### [To do]
1. In the passage about UFC fighter pay, how much is the UFC's TV deal with FOX worth each year?
2. Pick up the passage on UFC fighter pay after its final sentence and carry the argument further.

### [Selected passage]
■ ■ ■ ■ ■ ■ ■

What people do is look at UFC's revenue stream and they say, "Well, this guy is being underpaid." That's the UFC's revenue stream. They're a company and they have a lot of responsibilities and liabilities and a lot of things that they do that's involved with fight promotion and running a company, so to just arbitrarily bitch about it without really understanding what's going on is just wrong. And then the whole concept of discretionary bonuses, they are a company. If they feel like rewarding you, they will reward you. If they don't, they don't. It happens in every corporation across the United States. They are called performance bonuses. If you are in the sales field and you sell more than you're supposed to, you get more money. If you fight hard or you fight well, you get more money. Not everybody can fight at that level in the same way. That's just how it is.

The thing is, a lot of people are comparing the UFC to other sports, like the NFL and NBA. The NFL's TV contract is like $3 billion a year between 3 networks, so look at the breakdown. The UFC just signed a deal with FOX that's worth $100 million a year. That's their TV deal. Add to it international distribution and this, that and the other, and it can't be much more than another $20 mill. So in total, the UFC is getting $120 million in TV deals. That's not counting pay-per-view, but pay-per-views is a whole different structure. What happens when the pay-per-view sucks and they only do 200,000 buys? They still have to pay. They don't go to the fighter and say, "Hey, the pay-per-view did a little less. We made south of our projections, so we're gonna deduct it from your paycheck." Pay-per-view is a whole different structure. That's a whole different animal. So let's look at the TV deal. That's a $120 million deal compared to a $3 billion deal. The UFC's largest attendance, at one show, they had 53,000 people. That's one show. The NFL, the average stadium size is 68,000 capacity, so every time they have a game, 68,000 people go to watch it. You count the ticket sales for that. Count the ticket sales for the VIP boxes. Count the revenue for each game that the stadium receives from people drinking $9 beers, eating $12 popcorn, and $8 hot dogs. You factor all of that in to the enormous sponsorship deals that goes into the NFL, plus the revenue that they receive from TV, and you're going to compare that to the UFC? If the UFC generated $4 billion a year in gross revenue, I guarantee you their fighters wouldn't be making 6 and 6. It's an unfair comparison.

■ ■ ■ ■ ■ ■ ■

### [Data records]

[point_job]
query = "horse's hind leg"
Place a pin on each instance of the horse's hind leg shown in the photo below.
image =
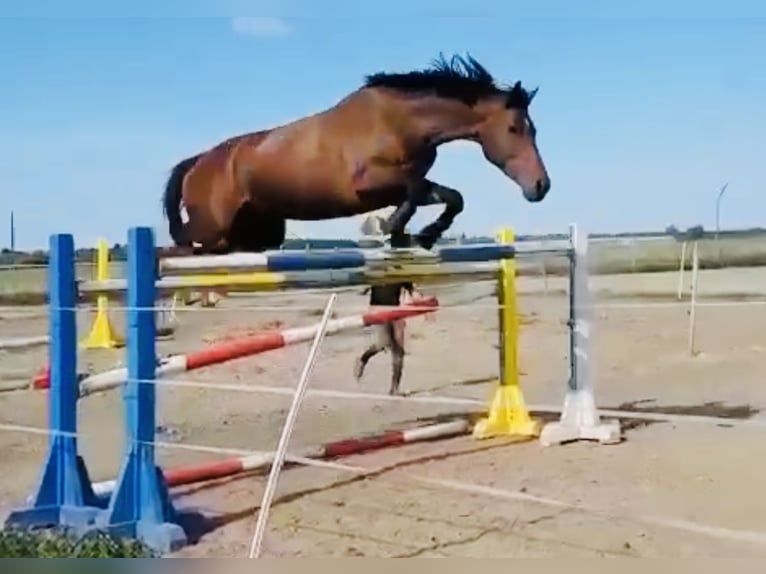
(253, 231)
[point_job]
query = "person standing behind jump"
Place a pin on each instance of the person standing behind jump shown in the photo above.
(390, 335)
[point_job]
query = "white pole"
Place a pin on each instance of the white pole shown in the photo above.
(292, 415)
(680, 294)
(693, 301)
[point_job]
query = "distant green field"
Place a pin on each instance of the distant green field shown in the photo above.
(26, 285)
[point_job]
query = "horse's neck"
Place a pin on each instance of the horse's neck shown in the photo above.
(441, 120)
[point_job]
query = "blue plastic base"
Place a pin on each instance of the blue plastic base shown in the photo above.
(140, 506)
(64, 496)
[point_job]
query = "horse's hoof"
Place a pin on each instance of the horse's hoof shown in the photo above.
(358, 370)
(427, 241)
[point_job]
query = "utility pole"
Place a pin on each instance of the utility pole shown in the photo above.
(718, 220)
(13, 234)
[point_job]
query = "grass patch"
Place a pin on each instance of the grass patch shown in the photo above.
(59, 543)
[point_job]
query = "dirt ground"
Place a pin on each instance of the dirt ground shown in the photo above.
(689, 487)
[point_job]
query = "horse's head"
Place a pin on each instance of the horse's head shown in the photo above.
(507, 137)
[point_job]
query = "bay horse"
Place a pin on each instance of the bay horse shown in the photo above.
(371, 150)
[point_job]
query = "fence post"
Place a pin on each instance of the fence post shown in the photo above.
(579, 417)
(140, 505)
(508, 414)
(64, 495)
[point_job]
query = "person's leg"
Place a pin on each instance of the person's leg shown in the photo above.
(397, 354)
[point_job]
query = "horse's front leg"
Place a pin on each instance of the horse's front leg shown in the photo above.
(453, 205)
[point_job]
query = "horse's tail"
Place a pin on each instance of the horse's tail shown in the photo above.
(171, 200)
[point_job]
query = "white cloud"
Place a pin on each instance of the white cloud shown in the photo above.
(260, 26)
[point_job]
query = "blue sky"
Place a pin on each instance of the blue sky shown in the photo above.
(644, 110)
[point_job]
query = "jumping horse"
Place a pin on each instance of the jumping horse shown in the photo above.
(371, 150)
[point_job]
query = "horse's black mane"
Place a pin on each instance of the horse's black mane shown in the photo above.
(460, 78)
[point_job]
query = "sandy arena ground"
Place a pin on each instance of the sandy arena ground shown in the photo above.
(684, 488)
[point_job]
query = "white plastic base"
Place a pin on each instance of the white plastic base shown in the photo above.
(580, 421)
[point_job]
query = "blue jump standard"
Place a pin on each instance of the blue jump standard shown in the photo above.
(140, 505)
(64, 495)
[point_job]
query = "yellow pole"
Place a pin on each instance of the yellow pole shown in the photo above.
(508, 414)
(102, 335)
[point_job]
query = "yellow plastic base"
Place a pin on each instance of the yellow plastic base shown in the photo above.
(508, 416)
(102, 334)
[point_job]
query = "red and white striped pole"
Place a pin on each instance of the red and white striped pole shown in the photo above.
(213, 470)
(256, 344)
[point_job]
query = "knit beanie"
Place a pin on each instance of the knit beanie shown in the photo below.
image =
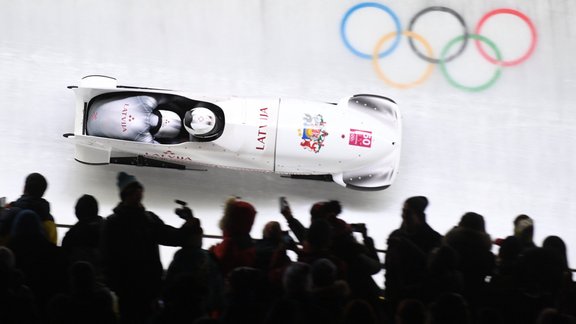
(238, 217)
(124, 180)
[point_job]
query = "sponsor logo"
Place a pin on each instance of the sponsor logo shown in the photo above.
(312, 132)
(125, 119)
(360, 138)
(168, 155)
(262, 129)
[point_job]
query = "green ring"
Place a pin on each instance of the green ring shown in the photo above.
(461, 86)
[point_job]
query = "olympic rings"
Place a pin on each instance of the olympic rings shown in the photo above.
(484, 86)
(410, 35)
(441, 9)
(494, 58)
(370, 5)
(519, 15)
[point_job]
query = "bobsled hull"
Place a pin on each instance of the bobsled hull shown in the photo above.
(356, 141)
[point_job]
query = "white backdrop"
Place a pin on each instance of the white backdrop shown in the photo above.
(505, 150)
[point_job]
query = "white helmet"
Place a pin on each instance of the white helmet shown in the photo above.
(169, 125)
(202, 121)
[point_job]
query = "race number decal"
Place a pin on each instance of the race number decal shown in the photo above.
(360, 138)
(312, 132)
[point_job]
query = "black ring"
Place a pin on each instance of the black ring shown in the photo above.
(442, 9)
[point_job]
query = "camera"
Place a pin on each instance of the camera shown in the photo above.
(283, 203)
(183, 212)
(359, 227)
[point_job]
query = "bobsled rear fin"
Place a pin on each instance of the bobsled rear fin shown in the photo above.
(98, 81)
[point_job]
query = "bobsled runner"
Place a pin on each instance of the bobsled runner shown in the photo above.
(355, 142)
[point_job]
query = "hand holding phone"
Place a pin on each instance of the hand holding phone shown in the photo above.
(285, 207)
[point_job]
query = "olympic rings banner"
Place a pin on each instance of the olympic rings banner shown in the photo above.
(451, 51)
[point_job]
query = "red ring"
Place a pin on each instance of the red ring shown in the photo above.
(517, 14)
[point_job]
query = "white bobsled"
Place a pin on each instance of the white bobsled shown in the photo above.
(355, 142)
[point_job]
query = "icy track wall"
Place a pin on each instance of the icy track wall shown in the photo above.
(493, 136)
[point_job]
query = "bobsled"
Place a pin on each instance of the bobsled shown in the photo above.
(354, 142)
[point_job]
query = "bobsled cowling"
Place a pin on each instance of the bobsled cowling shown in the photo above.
(357, 140)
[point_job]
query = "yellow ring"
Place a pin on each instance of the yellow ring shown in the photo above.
(381, 75)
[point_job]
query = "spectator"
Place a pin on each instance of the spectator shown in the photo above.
(271, 254)
(411, 311)
(539, 282)
(130, 251)
(407, 253)
(359, 260)
(450, 309)
(82, 241)
(476, 260)
(329, 292)
(34, 188)
(296, 304)
(237, 246)
(245, 300)
(553, 316)
(318, 245)
(194, 286)
(524, 231)
(17, 302)
(443, 274)
(87, 302)
(567, 294)
(42, 263)
(359, 311)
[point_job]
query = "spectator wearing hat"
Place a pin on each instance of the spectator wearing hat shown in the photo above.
(408, 250)
(82, 241)
(130, 251)
(194, 286)
(474, 248)
(42, 263)
(237, 247)
(34, 188)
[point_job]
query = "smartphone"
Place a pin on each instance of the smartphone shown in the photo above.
(286, 238)
(283, 203)
(360, 227)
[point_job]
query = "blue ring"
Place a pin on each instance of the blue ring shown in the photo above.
(368, 5)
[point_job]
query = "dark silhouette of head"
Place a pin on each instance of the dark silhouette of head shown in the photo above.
(238, 217)
(35, 185)
(411, 311)
(473, 221)
(413, 211)
(556, 244)
(86, 207)
(131, 191)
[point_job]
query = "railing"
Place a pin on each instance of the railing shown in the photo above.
(219, 237)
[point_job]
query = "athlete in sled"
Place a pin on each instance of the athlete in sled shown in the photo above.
(355, 142)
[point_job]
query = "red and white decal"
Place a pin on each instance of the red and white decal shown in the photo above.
(360, 138)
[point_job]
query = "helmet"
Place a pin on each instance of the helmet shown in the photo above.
(170, 124)
(201, 121)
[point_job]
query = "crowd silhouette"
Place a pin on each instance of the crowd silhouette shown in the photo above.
(108, 269)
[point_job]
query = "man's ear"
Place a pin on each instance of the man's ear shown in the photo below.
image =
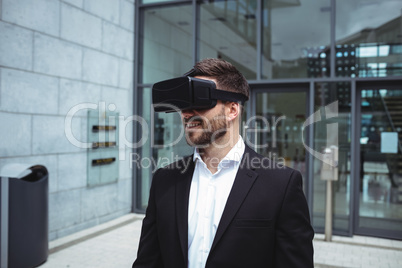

■ ■ ■ ■ ■ ■ ■

### [The replies]
1. $100 million a year.

2.
You can't compare sports that's been around forever to a sport that's less than 20 years old. The reason we can do that is because everybody is just so accessible. They are on Twitter and here and there, so it's easy to get the word around, but if everybody sits down and thinks about this and go, "Wait a minute, this is not the same sport. Let's look at boxing," and then people start comparing it to boxing. They say, "Well, in boxing, a star athlete can make up to $25 million dollars." And that is true. So really, the people that should be bitching are the Anderson Silva's of the world and the Brock Lesnar's of the world. It shouldn't be the undercard guys because in boxing, if you are in a 4-rounder and you make a couple of grand, you are a lucky guy. You're not on national television; you're on some shit show in God knows where until you build yourself up.

Here is the thing with Ken Shamrock. Ken Shamrock is a bitter guy. He's just a bitter guy. When you fight on some shit show in South Africa against fuck knows who in fuck knows where, and you want to consider yourself a legend, you're just a bitter individual. He's just pissed. He never truly achieved the heights in mixed martial arts that he claims he has. What has he ever done? Did he win a tournament? No. He won a few super fights and that's it. But he's pissed that he goes down as a legend in the books as a guy who was juicing up a storm and now his body is looking down and he's broke and he can't make ends meet. That's what he's pissed at. So they go talk to him about it. And plus, when he fought, there was no money to be made anyway, so it doesn't matter. Go talk to a NFL player from the 1930's and ask him how he was getting paid compared to these guys today where the league minimum is $350,000. Go tell that to a guy from the 1940's. Ask them did they make money compared to what these guys are making in today's NFL. The money wasn't there to be made. Nobody asked Ken to fight here. He could have stayed in WWE and done whatever he was doing. Nobody asked him to fight and nobody is asking him to fight today. But how can you bitch about not making money in the UFC when you fought Tito Ortiz and had a pay-per-view split and made over a million dollars? Just because you pissed it all away doesn't mean anything. That would be like Evander Holyfield saying there is no money in boxing because he's broke. Well, you're broke because you blew it, not because you never made it.

You look at boxing and the average boxing card has a main event and 3 other swing bouts televised. The UFC does 8 to 10 fights. Well, if they scale that down and bring you to the boxing model, you will have one main fight and then you will have 2 guys fighting on the undercard. That's the savings of 8 fights. They can save on fighter output and pay the same kind of money, but then people will be bitching, saying they are paying $50 for only 3 fights, these guys are overpaid, this is ridiculous, and blah, blah, blah. And then you will have the fighters bitching because they can't get into the UFC. The problem is these guys feel they have nowhere else to go, so by default, they feel like they are getting screwed. But that's just simply not true. We just renegotiated Mo's contract and they are paying him more money than he would make anywhere else. We had nowhere else to go, but I don't feel like we got underpaid. He is making good money and they treated us well.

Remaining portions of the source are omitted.